Exercise description
All of the data is to be restated word for word.

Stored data
● ● ● ● ● ● ●
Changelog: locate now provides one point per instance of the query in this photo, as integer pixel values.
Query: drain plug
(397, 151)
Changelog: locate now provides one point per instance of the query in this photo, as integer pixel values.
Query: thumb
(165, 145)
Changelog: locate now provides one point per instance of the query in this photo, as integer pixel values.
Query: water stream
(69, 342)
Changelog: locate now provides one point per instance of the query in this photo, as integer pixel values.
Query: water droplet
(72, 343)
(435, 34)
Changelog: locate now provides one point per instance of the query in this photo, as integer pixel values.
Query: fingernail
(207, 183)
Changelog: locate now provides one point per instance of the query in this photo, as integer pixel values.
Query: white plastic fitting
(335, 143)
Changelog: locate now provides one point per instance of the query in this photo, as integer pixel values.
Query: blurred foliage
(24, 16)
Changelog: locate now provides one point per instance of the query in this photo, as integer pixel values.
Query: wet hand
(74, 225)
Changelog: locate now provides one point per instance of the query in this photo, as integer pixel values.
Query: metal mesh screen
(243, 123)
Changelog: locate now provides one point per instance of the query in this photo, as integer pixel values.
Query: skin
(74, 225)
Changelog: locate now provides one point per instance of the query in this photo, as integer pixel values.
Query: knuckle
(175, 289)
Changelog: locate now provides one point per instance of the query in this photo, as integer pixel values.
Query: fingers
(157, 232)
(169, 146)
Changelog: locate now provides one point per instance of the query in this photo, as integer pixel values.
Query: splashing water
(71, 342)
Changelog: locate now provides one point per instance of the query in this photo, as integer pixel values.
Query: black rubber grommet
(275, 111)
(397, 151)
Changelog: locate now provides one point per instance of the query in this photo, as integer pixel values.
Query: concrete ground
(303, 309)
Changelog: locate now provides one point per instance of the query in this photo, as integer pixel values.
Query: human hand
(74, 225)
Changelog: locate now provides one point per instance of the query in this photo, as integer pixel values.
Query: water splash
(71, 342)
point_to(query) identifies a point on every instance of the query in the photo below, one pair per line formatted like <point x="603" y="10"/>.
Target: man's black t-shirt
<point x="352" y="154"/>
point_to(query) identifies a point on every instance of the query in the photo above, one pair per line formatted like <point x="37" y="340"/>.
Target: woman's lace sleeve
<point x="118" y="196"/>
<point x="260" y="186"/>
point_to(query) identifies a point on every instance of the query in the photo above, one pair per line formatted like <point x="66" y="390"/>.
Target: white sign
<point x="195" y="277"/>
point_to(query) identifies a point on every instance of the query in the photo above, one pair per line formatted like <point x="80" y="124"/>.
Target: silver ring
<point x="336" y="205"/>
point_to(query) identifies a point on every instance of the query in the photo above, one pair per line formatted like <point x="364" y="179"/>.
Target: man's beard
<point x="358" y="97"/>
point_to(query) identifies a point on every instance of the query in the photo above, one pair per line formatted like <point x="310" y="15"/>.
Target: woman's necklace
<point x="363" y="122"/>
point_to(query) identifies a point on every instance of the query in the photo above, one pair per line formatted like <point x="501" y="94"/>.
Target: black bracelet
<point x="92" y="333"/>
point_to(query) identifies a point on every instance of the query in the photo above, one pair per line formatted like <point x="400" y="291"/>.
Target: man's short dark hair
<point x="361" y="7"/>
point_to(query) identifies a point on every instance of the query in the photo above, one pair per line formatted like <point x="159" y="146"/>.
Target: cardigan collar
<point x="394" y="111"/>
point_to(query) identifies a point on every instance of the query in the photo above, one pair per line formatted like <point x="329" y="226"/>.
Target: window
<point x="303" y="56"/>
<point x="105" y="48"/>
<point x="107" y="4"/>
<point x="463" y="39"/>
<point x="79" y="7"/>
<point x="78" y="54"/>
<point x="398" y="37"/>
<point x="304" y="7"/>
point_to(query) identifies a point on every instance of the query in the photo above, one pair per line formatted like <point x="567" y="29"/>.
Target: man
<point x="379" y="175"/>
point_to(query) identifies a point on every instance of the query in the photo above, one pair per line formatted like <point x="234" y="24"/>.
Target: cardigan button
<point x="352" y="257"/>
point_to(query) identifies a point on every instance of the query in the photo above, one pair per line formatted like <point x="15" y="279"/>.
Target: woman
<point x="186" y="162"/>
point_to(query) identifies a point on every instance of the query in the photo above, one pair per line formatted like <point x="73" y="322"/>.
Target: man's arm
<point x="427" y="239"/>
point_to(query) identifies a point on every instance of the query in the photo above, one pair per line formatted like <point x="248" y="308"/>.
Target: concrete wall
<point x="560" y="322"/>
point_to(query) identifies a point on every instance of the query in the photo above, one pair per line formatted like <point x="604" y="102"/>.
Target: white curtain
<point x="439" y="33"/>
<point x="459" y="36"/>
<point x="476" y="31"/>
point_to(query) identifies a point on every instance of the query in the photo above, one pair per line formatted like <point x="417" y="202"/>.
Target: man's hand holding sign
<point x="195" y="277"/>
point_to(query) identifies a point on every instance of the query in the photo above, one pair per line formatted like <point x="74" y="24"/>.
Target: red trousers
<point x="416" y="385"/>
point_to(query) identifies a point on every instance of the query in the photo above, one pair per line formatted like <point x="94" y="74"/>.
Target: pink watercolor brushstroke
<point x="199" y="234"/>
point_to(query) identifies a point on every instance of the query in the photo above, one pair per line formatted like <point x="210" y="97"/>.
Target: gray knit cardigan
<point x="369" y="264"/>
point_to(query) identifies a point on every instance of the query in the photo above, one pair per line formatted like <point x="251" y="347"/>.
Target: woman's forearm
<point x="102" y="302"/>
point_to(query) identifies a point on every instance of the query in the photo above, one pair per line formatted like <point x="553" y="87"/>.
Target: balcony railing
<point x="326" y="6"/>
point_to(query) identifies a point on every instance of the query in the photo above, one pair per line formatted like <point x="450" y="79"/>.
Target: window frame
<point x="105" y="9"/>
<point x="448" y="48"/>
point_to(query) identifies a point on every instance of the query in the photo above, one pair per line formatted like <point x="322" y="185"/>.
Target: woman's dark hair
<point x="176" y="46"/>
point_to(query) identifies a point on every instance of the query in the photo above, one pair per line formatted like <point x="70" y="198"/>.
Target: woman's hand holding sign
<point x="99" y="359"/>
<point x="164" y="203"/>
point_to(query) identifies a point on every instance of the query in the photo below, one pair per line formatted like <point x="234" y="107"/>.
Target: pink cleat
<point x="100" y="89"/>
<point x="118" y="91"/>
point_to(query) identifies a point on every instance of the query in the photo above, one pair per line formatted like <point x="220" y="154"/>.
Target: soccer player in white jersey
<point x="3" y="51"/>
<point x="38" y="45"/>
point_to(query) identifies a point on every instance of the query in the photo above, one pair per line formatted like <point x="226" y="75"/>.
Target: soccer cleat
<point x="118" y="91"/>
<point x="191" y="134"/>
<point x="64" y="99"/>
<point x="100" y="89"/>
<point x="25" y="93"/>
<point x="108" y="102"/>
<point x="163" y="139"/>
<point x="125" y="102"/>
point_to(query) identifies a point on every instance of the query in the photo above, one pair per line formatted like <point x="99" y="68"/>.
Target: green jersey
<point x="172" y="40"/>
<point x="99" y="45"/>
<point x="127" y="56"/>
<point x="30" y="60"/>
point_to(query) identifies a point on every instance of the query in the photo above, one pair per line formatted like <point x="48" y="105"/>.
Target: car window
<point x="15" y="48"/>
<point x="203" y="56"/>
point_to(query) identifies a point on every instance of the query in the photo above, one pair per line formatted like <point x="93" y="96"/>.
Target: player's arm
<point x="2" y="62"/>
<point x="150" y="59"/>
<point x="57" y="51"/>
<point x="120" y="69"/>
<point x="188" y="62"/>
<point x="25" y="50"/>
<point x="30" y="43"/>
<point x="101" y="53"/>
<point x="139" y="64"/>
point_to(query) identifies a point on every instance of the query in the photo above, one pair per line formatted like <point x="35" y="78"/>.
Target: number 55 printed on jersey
● ● ● ● ● ● ●
Answer
Changelog: locate now provides one point per instance of the query in this photo, as integer pixel values.
Query: drain plug
(397, 151)
Changelog: locate now provides one point per instance of the query in this photo, as integer pixel values.
Query: thumb
(165, 145)
Changelog: locate now provides one point per instance of the query in this photo, as integer pixel values.
Query: water stream
(69, 342)
Changelog: locate now provides one point per instance of the query in this photo, as integer pixel values.
Query: water droplet
(72, 343)
(435, 34)
Changelog: locate now provides one point per instance of the query in this photo, as integer pixel values.
Query: fingernail
(207, 183)
Changelog: locate now provides one point per instance of the query in this photo, as integer pixel values.
Query: white plastic fitting
(335, 143)
Changelog: locate now provides one point per instance of the query in this photo, as integer pixel values.
Query: blurred foliage
(24, 16)
Changelog: locate now provides one point per instance of the query in this photo, as integer pixel values.
Query: wet hand
(74, 225)
Changelog: locate now provides one point per instance of the query in this photo, as integer pixel values.
Query: metal mesh screen
(243, 123)
Changelog: locate now provides one point per instance of the query in this photo, as integer pixel values.
Query: skin
(74, 225)
Changelog: locate now provides one point per instance of the query in this photo, as integer pixel values.
Query: knuckle
(175, 289)
Changelog: locate now provides one point per instance of the query in this photo, as integer pixel values.
Query: fingers
(157, 232)
(169, 146)
Changelog: locate now provides one point per instance of the query in this photo, as integer pixel values.
Query: splashing water
(71, 342)
Changelog: locate now provides one point per instance of the query in this photo, as integer pixel values.
Query: black rubber grommet
(275, 111)
(397, 151)
Changelog: locate now provides one point per instance of the query in this photo, as integer pixel values.
Query: concrete ground
(303, 309)
Changelog: locate now provides one point per instance of the query in this photo, as integer pixel values.
Query: human hand
(74, 225)
Changelog: locate now provides one point per instance of the query in this photo, as integer pixel values.
Query: water splash
(71, 342)
point_to(query) identifies a point on every instance of the query in the photo below, one pair per line formatted like <point x="603" y="10"/>.
Target: man's black t-shirt
<point x="352" y="154"/>
point_to(query) identifies a point on every instance of the query in the photo above, one pair per line formatted like <point x="37" y="340"/>.
Target: woman's lace sleeve
<point x="118" y="196"/>
<point x="260" y="186"/>
point_to(query) identifies a point on every instance of the query in the photo above, one pair per line formatted like <point x="66" y="390"/>.
Target: white sign
<point x="195" y="277"/>
point_to(query) identifies a point on every instance of the query in the photo above, one pair per line formatted like <point x="80" y="124"/>.
Target: silver ring
<point x="336" y="205"/>
point_to(query) identifies a point on every instance of the query in the photo above, one pair per line formatted like <point x="364" y="179"/>.
Target: man's beard
<point x="358" y="97"/>
point_to(query) identifies a point on every instance of the query in the photo above, one pair per line formatted like <point x="310" y="15"/>.
Target: woman's necklace
<point x="363" y="122"/>
point_to(query) identifies a point on every instance of the query in the photo above, one pair per line formatted like <point x="501" y="94"/>.
Target: black bracelet
<point x="92" y="333"/>
point_to(query) identifies a point on every instance of the query in the photo above, one pair per line formatted like <point x="400" y="291"/>.
Target: man's short dark hair
<point x="361" y="7"/>
point_to(query) identifies a point on every instance of the query in the photo above, one pair per line formatted like <point x="159" y="146"/>.
Target: cardigan collar
<point x="394" y="111"/>
point_to(query) identifies a point on every instance of the query in the photo above, one pair per line formatted like <point x="329" y="226"/>.
Target: window
<point x="303" y="56"/>
<point x="105" y="48"/>
<point x="107" y="4"/>
<point x="463" y="39"/>
<point x="79" y="7"/>
<point x="78" y="54"/>
<point x="398" y="37"/>
<point x="304" y="7"/>
point_to(query) identifies a point on every instance of the query in the photo above, one pair per line formatted like <point x="567" y="29"/>.
Target: man
<point x="379" y="175"/>
point_to(query) identifies a point on every instance of the query in the photo above, one pair per line formatted like <point x="234" y="24"/>.
Target: cardigan button
<point x="352" y="257"/>
point_to(query) identifies a point on every instance of the query in the photo above, one pair per line formatted like <point x="15" y="279"/>.
Target: woman
<point x="186" y="162"/>
point_to(query) identifies a point on every instance of the query in the photo above, one pair per line formatted like <point x="73" y="322"/>.
Target: man's arm
<point x="427" y="239"/>
point_to(query) identifies a point on every instance of the query in the photo above, one pair per line formatted like <point x="248" y="308"/>.
Target: concrete wall
<point x="560" y="322"/>
point_to(query) identifies a point on every instance of the query in the photo above, one pair per line formatted like <point x="604" y="102"/>.
Target: white curtain
<point x="439" y="33"/>
<point x="459" y="36"/>
<point x="476" y="31"/>
point_to(query) identifies a point on every instance of the query in the photo above, one pair per line formatted like <point x="417" y="202"/>.
Target: man's hand holding sign
<point x="195" y="277"/>
point_to(query) identifies a point on every instance of the query in the photo above, one pair per line formatted like <point x="74" y="24"/>.
Target: red trousers
<point x="416" y="385"/>
point_to(query) identifies a point on every instance of the query in the photo above, one pair per line formatted like <point x="94" y="74"/>.
Target: pink watercolor brushstroke
<point x="199" y="234"/>
point_to(query) identifies a point on every instance of the query in the photo above, one pair per line formatted like <point x="210" y="97"/>.
Target: gray knit cardigan
<point x="369" y="264"/>
point_to(query) identifies a point on every instance of the query in the photo above, one pair per line formatted like <point x="251" y="347"/>.
Target: woman's forearm
<point x="102" y="302"/>
point_to(query) identifies a point on every instance of the query in the photo above, one pair per line formatted like <point x="553" y="87"/>.
Target: balcony railing
<point x="326" y="6"/>
point_to(query) identifies a point on every instance of the query in the photo above, one pair per line formatted like <point x="450" y="79"/>.
Target: window frame
<point x="105" y="9"/>
<point x="448" y="48"/>
point_to(query) identifies a point on every instance of the query in the photo above, one pair per line formatted like <point x="322" y="185"/>.
Target: woman's dark hair
<point x="176" y="46"/>
point_to(query) identifies a point on every instance of the query in the photo above, one pair per line formatted like <point x="70" y="198"/>.
Target: woman's hand holding sign
<point x="99" y="359"/>
<point x="164" y="203"/>
point_to(query) identifies a point on every instance of the query in the photo below, one pair per line formatted like <point x="234" y="107"/>.
Target: pink cleat
<point x="100" y="89"/>
<point x="118" y="91"/>
point_to(query) identifies a point on every instance of the query in the photo above, one pair per line formatted like <point x="220" y="154"/>.
Target: soccer player in white jersey
<point x="3" y="51"/>
<point x="38" y="45"/>
point_to(query) identifies a point on every instance of the query in the photo above, one pair per line formatted like <point x="226" y="75"/>.
Target: soccer cleat
<point x="118" y="91"/>
<point x="191" y="134"/>
<point x="64" y="99"/>
<point x="100" y="89"/>
<point x="25" y="93"/>
<point x="108" y="102"/>
<point x="163" y="139"/>
<point x="125" y="102"/>
point_to(query) identifies a point on every instance of the query in the photo above, one pair per line formatted like <point x="99" y="68"/>.
Target: green jersey
<point x="172" y="40"/>
<point x="99" y="45"/>
<point x="127" y="56"/>
<point x="30" y="60"/>
point_to(query) identifies a point on every instance of the query in the photo above, one pair per line formatted like <point x="48" y="105"/>.
Target: car window
<point x="15" y="48"/>
<point x="203" y="56"/>
point_to(query) identifies a point on every instance of the query in the photo above, one pair per line formatted like <point x="93" y="96"/>.
Target: player's arm
<point x="2" y="62"/>
<point x="150" y="59"/>
<point x="57" y="51"/>
<point x="120" y="69"/>
<point x="188" y="62"/>
<point x="25" y="50"/>
<point x="30" y="43"/>
<point x="101" y="53"/>
<point x="139" y="64"/>
point_to(query) identifies a point on every instance of the query in the photo above, one pair per line formatted like <point x="35" y="78"/>.
Target: number 55 printed on jersey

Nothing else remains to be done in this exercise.